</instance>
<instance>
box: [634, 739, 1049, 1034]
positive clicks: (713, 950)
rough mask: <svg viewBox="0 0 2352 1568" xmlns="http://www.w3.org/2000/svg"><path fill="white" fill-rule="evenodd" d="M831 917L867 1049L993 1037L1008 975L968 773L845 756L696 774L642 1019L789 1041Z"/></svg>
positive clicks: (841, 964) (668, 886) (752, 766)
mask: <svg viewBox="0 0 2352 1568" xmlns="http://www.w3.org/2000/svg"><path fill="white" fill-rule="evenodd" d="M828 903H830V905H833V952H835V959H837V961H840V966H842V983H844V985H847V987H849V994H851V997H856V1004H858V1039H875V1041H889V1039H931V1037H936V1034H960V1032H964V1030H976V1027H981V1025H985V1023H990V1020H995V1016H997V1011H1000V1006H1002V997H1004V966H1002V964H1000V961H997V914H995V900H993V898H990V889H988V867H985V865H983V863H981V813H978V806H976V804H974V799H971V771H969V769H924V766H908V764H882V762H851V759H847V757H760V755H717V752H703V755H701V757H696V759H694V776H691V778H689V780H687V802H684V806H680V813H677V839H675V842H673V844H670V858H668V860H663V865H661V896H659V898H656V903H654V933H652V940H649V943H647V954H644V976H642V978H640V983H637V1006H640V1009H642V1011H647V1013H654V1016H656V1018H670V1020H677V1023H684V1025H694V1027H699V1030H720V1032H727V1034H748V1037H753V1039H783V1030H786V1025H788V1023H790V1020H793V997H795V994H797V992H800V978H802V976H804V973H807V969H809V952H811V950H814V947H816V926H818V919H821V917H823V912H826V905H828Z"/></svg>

- - - - -

§ Task prompt
Retype the whole listing above, line for line and exactly.

§ Output
</instance>
<instance>
box: [634, 739, 1049, 1034]
positive clicks: (713, 950)
rough mask: <svg viewBox="0 0 2352 1568" xmlns="http://www.w3.org/2000/svg"><path fill="white" fill-rule="evenodd" d="M831 917L867 1049L993 1037L1008 975L968 773L845 756L696 774L642 1019L789 1041Z"/></svg>
positive clicks: (841, 964) (668, 886) (752, 766)
mask: <svg viewBox="0 0 2352 1568" xmlns="http://www.w3.org/2000/svg"><path fill="white" fill-rule="evenodd" d="M828 903H830V905H833V952H835V959H837V961H840V966H842V983H844V985H847V987H849V994H851V997H856V1004H858V1039H875V1041H889V1039H931V1037H936V1034H960V1032H964V1030H976V1027H981V1025H985V1023H990V1020H995V1016H997V1011H1000V1006H1002V997H1004V966H1002V964H1000V961H997V914H995V900H993V898H990V889H988V867H985V865H983V863H981V813H978V806H976V804H974V799H971V771H969V769H924V766H908V764H882V762H851V759H847V757H760V755H717V752H703V755H701V757H696V759H694V776H691V778H689V780H687V802H684V806H680V813H677V839H675V842H673V844H670V858H668V860H663V865H661V896H659V898H656V903H654V933H652V940H649V943H647V954H644V976H642V978H640V983H637V1006H640V1009H642V1011H647V1013H654V1016H656V1018H670V1020H677V1023H684V1025H694V1027H699V1030H720V1032H727V1034H748V1037H753V1039H783V1030H786V1025H788V1023H790V1020H793V997H795V994H797V992H800V978H802V976H804V973H807V969H809V952H811V950H814V947H816V926H818V919H821V917H823V912H826V905H828Z"/></svg>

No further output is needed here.